:: STATED GOAL ::
Return the records below from the line containing "The component shall identify every instance of the blue wall" onward, exactly, through and including the last line.

:: LISTING ::

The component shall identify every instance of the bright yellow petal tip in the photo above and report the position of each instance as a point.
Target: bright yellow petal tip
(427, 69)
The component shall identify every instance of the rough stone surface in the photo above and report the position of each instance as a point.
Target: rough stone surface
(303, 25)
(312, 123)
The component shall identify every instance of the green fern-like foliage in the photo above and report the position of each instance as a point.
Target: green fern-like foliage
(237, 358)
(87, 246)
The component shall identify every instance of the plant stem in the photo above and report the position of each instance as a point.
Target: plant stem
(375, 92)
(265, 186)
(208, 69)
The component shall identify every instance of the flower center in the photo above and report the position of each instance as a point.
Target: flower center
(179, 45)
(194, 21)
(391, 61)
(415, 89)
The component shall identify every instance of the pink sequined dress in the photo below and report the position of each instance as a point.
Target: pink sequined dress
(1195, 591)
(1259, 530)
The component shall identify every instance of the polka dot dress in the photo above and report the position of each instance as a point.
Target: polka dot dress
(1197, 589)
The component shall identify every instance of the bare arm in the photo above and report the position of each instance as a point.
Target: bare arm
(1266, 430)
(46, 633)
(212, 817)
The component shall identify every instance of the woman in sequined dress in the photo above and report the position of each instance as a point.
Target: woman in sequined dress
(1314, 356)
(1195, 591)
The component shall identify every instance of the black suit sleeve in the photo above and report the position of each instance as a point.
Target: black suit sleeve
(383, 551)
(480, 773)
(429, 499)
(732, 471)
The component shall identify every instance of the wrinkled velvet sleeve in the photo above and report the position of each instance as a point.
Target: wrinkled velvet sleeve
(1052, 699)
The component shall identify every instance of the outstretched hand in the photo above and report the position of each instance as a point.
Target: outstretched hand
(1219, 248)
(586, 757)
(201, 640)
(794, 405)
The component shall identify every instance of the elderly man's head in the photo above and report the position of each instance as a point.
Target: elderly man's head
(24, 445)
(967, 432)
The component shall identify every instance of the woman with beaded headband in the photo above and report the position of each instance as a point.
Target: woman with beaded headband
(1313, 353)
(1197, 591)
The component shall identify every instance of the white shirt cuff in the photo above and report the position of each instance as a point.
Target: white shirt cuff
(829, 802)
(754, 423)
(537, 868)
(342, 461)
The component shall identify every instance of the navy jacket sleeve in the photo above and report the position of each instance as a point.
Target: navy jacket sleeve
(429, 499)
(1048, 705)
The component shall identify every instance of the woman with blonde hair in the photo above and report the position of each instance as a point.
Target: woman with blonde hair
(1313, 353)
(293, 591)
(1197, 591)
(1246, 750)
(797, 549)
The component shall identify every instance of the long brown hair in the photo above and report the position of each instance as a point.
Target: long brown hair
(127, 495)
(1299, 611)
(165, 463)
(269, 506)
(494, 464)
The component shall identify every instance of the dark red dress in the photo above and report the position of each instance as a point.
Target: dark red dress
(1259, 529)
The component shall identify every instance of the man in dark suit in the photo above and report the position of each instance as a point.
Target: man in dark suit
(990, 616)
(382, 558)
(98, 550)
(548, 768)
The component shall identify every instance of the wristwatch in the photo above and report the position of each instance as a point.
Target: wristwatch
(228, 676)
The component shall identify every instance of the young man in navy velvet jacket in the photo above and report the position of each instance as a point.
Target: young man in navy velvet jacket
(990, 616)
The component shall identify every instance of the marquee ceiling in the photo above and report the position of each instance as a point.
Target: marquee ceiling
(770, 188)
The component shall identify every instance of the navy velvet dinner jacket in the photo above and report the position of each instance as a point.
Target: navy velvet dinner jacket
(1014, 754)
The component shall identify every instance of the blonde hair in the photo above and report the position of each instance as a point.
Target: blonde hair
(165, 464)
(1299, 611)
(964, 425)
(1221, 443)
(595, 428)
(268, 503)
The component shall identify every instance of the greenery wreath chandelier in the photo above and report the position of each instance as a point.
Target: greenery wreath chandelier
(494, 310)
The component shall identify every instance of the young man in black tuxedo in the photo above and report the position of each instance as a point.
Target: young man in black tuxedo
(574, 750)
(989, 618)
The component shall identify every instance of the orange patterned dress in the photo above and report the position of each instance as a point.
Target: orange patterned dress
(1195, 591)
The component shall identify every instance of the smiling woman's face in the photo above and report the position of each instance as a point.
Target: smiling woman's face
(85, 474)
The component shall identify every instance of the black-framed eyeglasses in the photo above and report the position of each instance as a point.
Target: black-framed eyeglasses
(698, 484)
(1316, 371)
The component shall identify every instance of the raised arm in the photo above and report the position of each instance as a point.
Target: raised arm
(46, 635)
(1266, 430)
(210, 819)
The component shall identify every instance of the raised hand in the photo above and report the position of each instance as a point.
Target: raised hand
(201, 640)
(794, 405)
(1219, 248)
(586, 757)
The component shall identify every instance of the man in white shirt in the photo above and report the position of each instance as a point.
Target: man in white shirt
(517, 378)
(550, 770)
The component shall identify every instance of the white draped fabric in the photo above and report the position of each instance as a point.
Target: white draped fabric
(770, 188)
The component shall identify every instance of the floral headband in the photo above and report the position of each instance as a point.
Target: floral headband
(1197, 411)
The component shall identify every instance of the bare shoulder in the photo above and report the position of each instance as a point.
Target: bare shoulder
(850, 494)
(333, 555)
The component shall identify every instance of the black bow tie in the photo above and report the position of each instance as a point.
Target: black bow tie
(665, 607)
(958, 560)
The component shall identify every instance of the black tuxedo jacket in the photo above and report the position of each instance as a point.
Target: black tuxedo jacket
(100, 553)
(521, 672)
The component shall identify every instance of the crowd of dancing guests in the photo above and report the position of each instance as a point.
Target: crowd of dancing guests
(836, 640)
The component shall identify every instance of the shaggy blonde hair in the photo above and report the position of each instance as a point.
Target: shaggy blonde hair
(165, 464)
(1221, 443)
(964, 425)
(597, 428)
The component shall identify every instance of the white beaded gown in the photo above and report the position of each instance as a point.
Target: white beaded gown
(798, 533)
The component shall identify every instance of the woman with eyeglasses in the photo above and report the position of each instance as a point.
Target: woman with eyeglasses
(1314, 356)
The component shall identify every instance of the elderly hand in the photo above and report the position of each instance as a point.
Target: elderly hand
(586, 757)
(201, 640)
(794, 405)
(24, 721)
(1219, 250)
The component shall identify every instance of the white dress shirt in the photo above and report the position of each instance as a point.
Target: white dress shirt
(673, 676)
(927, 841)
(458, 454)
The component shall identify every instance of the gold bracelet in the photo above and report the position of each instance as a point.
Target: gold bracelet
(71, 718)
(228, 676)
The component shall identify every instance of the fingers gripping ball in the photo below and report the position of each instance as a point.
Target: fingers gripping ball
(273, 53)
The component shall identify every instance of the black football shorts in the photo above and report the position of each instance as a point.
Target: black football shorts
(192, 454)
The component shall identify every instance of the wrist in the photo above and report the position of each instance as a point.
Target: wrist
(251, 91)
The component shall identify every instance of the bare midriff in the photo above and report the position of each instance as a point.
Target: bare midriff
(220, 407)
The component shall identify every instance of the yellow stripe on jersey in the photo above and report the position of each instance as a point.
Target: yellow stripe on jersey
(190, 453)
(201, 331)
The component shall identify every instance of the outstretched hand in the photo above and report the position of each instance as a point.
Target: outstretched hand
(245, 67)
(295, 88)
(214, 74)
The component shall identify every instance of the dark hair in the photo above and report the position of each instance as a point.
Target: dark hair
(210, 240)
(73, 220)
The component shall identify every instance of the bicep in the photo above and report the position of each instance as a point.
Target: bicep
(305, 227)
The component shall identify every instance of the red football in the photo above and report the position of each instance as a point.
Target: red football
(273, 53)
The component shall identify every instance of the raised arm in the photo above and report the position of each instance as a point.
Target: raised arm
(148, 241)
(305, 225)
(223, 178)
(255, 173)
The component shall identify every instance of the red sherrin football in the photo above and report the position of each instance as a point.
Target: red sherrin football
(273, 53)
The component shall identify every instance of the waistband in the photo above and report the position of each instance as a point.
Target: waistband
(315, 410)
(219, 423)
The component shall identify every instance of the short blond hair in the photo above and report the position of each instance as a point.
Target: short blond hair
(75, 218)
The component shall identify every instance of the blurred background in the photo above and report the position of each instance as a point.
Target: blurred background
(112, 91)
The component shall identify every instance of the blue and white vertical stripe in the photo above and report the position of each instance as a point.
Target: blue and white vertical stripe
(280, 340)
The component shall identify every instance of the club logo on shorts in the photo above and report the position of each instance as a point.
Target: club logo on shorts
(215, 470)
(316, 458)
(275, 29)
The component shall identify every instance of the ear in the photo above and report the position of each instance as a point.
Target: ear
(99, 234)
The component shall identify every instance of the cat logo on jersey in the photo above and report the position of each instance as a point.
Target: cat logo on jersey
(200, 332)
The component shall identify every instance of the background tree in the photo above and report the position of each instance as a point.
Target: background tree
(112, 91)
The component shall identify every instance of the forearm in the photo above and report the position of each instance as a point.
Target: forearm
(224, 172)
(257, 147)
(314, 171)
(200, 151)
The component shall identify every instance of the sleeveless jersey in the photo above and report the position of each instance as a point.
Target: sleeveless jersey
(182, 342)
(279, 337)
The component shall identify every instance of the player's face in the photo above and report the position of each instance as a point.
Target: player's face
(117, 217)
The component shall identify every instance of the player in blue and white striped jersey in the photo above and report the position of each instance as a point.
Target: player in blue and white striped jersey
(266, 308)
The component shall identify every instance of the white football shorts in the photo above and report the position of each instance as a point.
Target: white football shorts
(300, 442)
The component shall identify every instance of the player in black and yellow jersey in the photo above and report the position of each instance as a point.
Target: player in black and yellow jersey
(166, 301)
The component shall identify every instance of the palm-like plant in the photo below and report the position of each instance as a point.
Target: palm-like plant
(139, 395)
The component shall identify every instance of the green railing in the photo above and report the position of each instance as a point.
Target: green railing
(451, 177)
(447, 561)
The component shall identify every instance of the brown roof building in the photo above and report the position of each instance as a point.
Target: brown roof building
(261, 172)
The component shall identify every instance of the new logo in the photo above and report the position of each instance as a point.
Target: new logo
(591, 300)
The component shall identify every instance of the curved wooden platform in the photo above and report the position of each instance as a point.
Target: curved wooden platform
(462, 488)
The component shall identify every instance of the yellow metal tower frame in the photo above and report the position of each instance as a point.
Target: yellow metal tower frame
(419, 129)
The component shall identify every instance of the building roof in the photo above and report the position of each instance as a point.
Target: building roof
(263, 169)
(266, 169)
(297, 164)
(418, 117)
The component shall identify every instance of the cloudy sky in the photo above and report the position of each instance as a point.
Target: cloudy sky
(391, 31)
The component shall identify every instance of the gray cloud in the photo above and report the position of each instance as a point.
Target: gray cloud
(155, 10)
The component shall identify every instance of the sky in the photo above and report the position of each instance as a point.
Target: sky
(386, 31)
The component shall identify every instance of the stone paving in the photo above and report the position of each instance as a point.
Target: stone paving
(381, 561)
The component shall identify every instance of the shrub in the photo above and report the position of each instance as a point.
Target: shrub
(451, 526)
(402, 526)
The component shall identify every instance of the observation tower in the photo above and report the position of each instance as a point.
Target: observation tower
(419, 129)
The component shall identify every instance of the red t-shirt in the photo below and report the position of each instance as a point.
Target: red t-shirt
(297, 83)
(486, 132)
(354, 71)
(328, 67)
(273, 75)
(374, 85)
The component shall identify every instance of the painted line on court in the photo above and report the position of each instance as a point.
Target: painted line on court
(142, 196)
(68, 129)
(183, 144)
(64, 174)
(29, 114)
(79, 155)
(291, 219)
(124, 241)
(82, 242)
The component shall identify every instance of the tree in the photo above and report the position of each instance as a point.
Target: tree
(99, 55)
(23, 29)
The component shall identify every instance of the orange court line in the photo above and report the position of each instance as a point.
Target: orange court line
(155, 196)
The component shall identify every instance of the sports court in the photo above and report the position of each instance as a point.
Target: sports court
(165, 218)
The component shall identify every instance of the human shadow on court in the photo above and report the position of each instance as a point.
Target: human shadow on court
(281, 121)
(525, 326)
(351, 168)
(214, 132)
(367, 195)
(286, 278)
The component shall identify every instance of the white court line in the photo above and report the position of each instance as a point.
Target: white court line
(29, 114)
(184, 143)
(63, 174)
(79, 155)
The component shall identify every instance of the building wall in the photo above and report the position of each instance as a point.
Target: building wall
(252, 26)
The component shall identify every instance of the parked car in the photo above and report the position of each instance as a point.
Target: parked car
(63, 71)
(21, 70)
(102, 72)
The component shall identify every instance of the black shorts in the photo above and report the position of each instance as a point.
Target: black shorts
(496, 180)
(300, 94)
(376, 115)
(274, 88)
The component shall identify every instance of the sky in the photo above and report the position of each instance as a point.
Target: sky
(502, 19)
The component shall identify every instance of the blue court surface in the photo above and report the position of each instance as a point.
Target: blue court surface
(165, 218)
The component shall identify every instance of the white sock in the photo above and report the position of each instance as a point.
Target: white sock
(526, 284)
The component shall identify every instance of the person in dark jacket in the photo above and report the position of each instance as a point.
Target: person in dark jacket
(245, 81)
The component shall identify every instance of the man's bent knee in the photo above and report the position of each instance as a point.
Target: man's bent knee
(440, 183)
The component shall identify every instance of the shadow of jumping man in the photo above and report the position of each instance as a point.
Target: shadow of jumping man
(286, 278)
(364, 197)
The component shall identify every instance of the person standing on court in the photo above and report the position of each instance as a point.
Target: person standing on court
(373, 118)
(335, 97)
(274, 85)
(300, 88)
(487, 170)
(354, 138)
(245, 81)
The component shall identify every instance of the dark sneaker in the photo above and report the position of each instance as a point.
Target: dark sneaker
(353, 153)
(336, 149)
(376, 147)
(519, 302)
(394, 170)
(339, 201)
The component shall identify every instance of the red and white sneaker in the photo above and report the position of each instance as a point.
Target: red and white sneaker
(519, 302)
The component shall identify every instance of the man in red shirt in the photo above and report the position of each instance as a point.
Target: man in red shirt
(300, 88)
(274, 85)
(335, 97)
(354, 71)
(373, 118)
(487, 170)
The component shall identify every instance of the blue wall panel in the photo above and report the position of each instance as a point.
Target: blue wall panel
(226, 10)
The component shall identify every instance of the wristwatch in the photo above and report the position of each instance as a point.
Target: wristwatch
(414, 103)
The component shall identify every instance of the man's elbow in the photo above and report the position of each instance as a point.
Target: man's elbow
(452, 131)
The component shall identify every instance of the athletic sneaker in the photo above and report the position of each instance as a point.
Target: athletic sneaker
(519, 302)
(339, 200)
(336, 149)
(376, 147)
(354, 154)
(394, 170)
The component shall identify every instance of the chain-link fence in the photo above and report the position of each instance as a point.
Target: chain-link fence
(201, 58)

:: EXERCISE ANSWER ::
The component shall identify every instance of the blue wall panel in the photo above and report the position of each instance as a point.
Target: blue wall panel
(226, 10)
The component shall identify every instance of the wristwatch in the photo above and report the position of each instance as a point.
Target: wristwatch
(414, 103)
The component shall identify every instance of the man's elbow in the photo above and report the position of each instance as a point.
Target: man's elbow
(452, 131)
The component shall identify every instance of the athletic sneaker in the photo above and report the position of each instance as a point.
Target: athletic sneaker
(519, 302)
(339, 200)
(336, 149)
(376, 147)
(354, 154)
(394, 170)
The component shall identify every instance of the chain-link fence in the photo above and report the position of each instance as a point.
Target: chain-link fence
(201, 58)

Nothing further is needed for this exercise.